INSTRUCTIONS FOR THE TASK => With the images removed, repeat the data below exactly.

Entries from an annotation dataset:
------------------------------------

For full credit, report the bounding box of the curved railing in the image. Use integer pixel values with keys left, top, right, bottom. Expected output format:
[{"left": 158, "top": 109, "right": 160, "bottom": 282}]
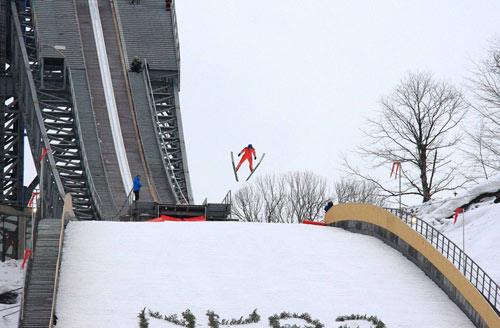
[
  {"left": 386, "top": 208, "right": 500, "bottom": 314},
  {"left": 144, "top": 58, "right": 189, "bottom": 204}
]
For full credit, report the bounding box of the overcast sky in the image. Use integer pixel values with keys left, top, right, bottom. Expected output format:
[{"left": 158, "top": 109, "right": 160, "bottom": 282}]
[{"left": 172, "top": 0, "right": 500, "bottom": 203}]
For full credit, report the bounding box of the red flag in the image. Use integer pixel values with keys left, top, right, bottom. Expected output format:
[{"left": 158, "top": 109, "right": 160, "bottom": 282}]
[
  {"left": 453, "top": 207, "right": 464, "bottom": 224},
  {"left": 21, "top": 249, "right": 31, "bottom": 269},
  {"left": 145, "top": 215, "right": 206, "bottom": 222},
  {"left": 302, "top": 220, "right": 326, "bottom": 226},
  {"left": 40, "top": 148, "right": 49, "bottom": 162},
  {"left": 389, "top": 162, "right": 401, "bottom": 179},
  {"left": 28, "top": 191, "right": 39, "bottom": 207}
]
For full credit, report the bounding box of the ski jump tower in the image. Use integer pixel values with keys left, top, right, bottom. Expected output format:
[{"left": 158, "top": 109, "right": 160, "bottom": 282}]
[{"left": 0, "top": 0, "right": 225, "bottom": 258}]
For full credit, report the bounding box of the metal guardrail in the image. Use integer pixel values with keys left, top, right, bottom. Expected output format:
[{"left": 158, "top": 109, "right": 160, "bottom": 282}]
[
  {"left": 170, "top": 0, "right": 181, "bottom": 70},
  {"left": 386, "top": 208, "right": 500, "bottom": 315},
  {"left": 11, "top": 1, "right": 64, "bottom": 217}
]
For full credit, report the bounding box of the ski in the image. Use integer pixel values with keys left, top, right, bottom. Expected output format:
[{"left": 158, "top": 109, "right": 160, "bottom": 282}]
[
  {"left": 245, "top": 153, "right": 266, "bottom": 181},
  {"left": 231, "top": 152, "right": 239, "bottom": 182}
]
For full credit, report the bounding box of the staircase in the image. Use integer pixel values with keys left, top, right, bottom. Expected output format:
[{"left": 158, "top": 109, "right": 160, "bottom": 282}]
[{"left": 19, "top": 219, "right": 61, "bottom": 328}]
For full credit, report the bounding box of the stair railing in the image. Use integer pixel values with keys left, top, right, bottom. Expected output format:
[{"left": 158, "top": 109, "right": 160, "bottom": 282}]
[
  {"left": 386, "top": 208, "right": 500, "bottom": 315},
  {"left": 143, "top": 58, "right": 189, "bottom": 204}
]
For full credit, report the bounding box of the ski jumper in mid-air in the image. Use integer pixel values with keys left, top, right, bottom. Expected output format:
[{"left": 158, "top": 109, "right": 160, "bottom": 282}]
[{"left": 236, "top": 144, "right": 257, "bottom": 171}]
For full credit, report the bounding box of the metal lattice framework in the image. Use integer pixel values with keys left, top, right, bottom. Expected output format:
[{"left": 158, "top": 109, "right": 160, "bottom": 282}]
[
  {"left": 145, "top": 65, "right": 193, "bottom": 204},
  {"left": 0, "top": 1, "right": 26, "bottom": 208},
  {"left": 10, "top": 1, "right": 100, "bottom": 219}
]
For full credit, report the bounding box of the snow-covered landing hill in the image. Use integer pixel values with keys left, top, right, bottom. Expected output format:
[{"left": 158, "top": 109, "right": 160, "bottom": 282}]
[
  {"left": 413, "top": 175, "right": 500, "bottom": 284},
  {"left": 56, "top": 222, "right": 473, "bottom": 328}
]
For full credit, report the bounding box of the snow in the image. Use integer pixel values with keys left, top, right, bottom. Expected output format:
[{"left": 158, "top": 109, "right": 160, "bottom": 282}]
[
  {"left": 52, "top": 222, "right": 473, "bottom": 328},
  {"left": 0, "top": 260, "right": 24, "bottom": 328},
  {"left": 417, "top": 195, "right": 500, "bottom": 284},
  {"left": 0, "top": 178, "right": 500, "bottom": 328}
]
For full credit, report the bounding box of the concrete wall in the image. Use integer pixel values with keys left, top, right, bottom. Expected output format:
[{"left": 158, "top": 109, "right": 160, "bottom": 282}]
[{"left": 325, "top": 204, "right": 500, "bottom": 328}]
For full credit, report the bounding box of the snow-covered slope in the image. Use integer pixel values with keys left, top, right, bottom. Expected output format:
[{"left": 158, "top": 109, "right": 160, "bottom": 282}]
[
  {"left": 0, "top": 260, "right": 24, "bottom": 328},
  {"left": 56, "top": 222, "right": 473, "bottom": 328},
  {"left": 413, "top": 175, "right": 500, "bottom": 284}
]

------------------------------------

SOLUTION TO THIS PROBLEM =>
For full credit, report the bounding box of the curved railing in the image. Use integer pixel values with keys left, top, right, bottom. Expected output format:
[{"left": 158, "top": 109, "right": 160, "bottom": 282}]
[
  {"left": 386, "top": 208, "right": 500, "bottom": 314},
  {"left": 144, "top": 58, "right": 189, "bottom": 204}
]
For full credit, report the bounding box of the overcast sky in the image. Use integer pixel values with keys left, top, right, bottom. Expected output format:
[{"left": 158, "top": 109, "right": 160, "bottom": 282}]
[{"left": 172, "top": 0, "right": 500, "bottom": 203}]
For full credit, report the bounding box of the red flag in the image. Use integer pixel values with keys left, top, right, bottom. Expected output format:
[{"left": 158, "top": 109, "right": 160, "bottom": 282}]
[
  {"left": 453, "top": 207, "right": 464, "bottom": 224},
  {"left": 21, "top": 249, "right": 31, "bottom": 269},
  {"left": 145, "top": 215, "right": 206, "bottom": 222},
  {"left": 302, "top": 220, "right": 326, "bottom": 226},
  {"left": 40, "top": 148, "right": 49, "bottom": 162},
  {"left": 389, "top": 162, "right": 401, "bottom": 179},
  {"left": 28, "top": 191, "right": 39, "bottom": 207}
]
For full credit, report the bounding box of the ski jump tower in the image. Use integer pixel values with keys left, top, right, bottom. Expected output format:
[{"left": 158, "top": 109, "right": 160, "bottom": 282}]
[{"left": 0, "top": 0, "right": 225, "bottom": 258}]
For full credit, report the bounding box of the metal guardrail in the image. Use integer pixel values with keys left, top, right, bottom. Expected output format:
[{"left": 158, "top": 109, "right": 160, "bottom": 282}]
[
  {"left": 170, "top": 0, "right": 181, "bottom": 70},
  {"left": 386, "top": 208, "right": 500, "bottom": 315},
  {"left": 11, "top": 1, "right": 64, "bottom": 217}
]
For full credit, report the bounding box of the ski in the image. Use integer pixel values with keys left, top, right, bottom. Expected output format:
[{"left": 158, "top": 109, "right": 160, "bottom": 282}]
[
  {"left": 245, "top": 153, "right": 266, "bottom": 181},
  {"left": 231, "top": 152, "right": 239, "bottom": 182}
]
For full credit, report the bounding box of the staircase in the image. Use integer pixel values with keys left, top, right, bottom. Expected output format:
[{"left": 158, "top": 109, "right": 160, "bottom": 282}]
[{"left": 19, "top": 219, "right": 61, "bottom": 328}]
For full credit, report the bounding box of the stair railing in the image. Use integer pixel values with keys left, top, right, bottom. Expected output format:
[{"left": 158, "top": 109, "right": 160, "bottom": 282}]
[
  {"left": 386, "top": 208, "right": 500, "bottom": 315},
  {"left": 143, "top": 58, "right": 189, "bottom": 204}
]
For full credit, report the bounding box of the ski jumper in mid-air in the image. Use integer pixel values with keys left, top, right, bottom. Expected output format:
[{"left": 158, "top": 109, "right": 160, "bottom": 282}]
[{"left": 236, "top": 144, "right": 257, "bottom": 171}]
For full credit, report the bounding box of the metal lattice framework in the image. Use integer pixel values with keys left, top, right, bottom. Expected output format:
[{"left": 158, "top": 109, "right": 160, "bottom": 282}]
[
  {"left": 145, "top": 65, "right": 193, "bottom": 204},
  {"left": 0, "top": 1, "right": 26, "bottom": 208},
  {"left": 10, "top": 1, "right": 100, "bottom": 219}
]
For full credit, report the bounding box of the snow-covered landing hill in the image. Use integer pixel values with keys left, top, right, bottom. Expected output format:
[{"left": 158, "top": 109, "right": 160, "bottom": 282}]
[
  {"left": 413, "top": 175, "right": 500, "bottom": 284},
  {"left": 56, "top": 222, "right": 473, "bottom": 328}
]
For full credit, report the bounding box of the snow in the image. Use integer pixel values with keys left, top, right, bottom. Expected output format:
[{"left": 158, "top": 109, "right": 160, "bottom": 282}]
[
  {"left": 52, "top": 222, "right": 473, "bottom": 328},
  {"left": 0, "top": 260, "right": 24, "bottom": 328},
  {"left": 417, "top": 195, "right": 500, "bottom": 284},
  {"left": 0, "top": 178, "right": 500, "bottom": 328}
]
For full credit, report the bounding box of the concrete wall in the image. Use integer pixel values with keys left, top, right, bottom. Expected output format:
[{"left": 158, "top": 109, "right": 160, "bottom": 282}]
[{"left": 325, "top": 204, "right": 500, "bottom": 328}]
For full credit, report the bounding box of the snow-covered slope in the image. Use integer pixel values with keys left, top, right, bottom. Expected output format:
[{"left": 158, "top": 109, "right": 160, "bottom": 282}]
[
  {"left": 0, "top": 260, "right": 24, "bottom": 328},
  {"left": 56, "top": 222, "right": 473, "bottom": 328},
  {"left": 413, "top": 175, "right": 500, "bottom": 284}
]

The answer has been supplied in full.